- Work required -
The answer must consist of every line below that contains the word "glass".

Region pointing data
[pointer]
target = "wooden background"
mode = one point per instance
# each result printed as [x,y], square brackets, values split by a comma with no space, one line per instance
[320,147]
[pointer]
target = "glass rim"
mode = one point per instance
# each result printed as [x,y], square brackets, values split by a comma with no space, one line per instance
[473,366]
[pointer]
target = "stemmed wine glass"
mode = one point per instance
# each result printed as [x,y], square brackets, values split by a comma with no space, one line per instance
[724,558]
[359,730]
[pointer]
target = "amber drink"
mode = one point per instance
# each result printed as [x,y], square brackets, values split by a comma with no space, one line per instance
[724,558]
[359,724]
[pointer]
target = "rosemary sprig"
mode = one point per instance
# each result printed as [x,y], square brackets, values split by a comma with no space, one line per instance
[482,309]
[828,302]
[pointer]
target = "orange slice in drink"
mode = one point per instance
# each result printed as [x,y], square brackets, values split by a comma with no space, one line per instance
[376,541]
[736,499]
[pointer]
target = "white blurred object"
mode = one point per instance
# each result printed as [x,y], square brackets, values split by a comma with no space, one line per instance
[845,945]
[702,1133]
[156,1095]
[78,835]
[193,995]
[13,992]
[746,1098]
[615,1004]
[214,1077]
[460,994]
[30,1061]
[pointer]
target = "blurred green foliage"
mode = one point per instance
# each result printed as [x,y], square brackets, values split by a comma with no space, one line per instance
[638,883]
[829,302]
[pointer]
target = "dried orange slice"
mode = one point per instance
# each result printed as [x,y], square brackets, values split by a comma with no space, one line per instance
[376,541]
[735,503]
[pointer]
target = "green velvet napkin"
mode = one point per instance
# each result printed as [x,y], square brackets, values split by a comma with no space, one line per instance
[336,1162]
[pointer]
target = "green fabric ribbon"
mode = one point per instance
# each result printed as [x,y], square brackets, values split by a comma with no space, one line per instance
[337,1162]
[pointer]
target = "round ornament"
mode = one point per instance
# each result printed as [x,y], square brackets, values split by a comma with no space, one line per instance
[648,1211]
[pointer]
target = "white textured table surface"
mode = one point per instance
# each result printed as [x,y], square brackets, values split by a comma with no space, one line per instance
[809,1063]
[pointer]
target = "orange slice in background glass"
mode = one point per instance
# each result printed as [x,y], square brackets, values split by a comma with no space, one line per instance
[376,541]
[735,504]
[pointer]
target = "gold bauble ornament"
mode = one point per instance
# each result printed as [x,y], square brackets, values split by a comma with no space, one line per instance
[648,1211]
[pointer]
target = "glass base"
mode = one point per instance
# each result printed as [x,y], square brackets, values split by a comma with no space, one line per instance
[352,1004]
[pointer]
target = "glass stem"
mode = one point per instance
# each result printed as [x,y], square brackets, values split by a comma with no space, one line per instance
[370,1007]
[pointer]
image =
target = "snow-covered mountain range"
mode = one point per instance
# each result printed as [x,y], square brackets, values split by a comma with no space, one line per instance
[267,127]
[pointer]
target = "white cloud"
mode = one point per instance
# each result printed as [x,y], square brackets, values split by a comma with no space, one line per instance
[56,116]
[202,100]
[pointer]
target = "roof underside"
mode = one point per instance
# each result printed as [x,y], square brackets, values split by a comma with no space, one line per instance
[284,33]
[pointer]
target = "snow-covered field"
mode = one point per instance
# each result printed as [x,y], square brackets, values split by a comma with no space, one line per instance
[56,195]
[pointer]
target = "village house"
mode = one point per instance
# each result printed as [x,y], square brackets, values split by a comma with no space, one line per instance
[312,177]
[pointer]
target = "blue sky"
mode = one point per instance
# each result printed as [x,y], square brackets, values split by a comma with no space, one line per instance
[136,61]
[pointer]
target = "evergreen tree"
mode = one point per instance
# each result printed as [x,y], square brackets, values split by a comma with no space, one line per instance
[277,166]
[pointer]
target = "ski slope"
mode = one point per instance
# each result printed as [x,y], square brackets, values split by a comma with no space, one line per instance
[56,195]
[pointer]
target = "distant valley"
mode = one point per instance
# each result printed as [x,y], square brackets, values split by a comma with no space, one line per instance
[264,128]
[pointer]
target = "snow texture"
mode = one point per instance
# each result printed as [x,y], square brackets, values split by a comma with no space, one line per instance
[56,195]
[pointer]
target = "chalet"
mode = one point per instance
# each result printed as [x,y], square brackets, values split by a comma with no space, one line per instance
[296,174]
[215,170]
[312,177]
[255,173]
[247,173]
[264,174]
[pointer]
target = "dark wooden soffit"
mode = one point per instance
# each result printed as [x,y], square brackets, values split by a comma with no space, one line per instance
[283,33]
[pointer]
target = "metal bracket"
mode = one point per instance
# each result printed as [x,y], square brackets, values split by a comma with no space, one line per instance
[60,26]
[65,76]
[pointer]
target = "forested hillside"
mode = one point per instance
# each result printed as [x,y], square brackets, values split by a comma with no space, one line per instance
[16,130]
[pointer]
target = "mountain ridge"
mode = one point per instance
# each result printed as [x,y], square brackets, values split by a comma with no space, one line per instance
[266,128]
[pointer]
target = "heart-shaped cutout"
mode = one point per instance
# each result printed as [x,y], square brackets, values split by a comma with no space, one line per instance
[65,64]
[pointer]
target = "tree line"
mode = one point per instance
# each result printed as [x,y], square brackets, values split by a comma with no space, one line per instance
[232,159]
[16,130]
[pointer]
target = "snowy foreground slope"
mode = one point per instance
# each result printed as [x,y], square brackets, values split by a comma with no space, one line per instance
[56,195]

* * *

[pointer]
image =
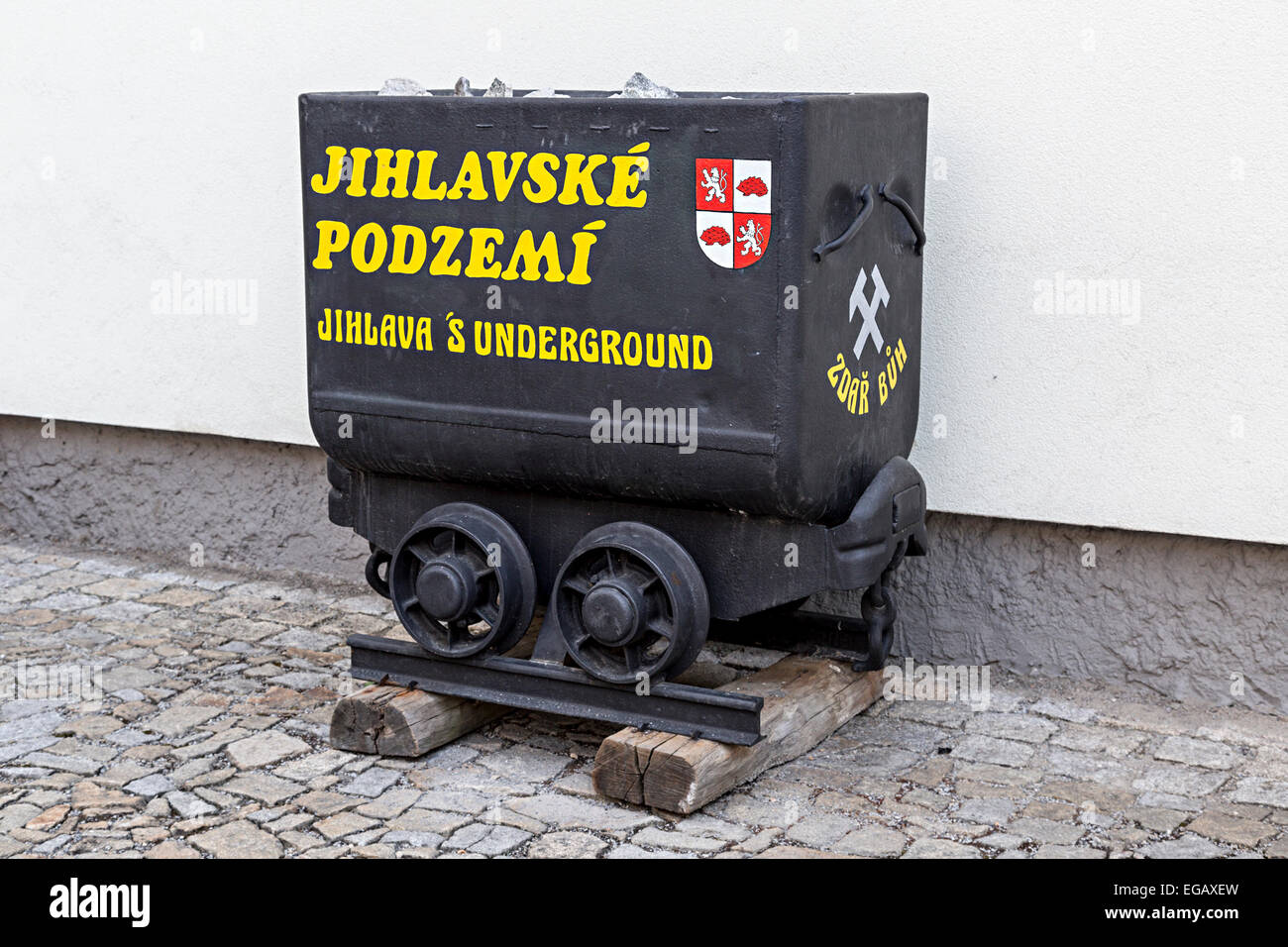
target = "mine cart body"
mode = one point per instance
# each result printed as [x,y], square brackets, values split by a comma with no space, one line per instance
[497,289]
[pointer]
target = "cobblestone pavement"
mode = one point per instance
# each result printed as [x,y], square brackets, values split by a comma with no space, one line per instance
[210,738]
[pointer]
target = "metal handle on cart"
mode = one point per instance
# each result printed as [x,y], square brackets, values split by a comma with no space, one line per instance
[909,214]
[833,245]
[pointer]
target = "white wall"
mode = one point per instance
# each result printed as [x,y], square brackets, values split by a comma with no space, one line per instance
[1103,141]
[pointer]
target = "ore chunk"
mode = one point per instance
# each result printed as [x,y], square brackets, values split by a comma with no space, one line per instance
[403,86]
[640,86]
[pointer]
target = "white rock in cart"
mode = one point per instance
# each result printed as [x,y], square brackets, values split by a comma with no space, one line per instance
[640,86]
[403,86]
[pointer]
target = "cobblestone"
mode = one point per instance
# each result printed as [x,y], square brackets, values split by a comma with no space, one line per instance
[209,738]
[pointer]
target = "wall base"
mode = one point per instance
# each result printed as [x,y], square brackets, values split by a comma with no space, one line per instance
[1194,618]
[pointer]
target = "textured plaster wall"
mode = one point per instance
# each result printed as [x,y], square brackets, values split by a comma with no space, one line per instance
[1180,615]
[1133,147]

- Finished exercise -
target = "glass rim"
target = "stemmed wine glass"
target = "orange slice in background glass"
target = "glass base"
target = "glass stem"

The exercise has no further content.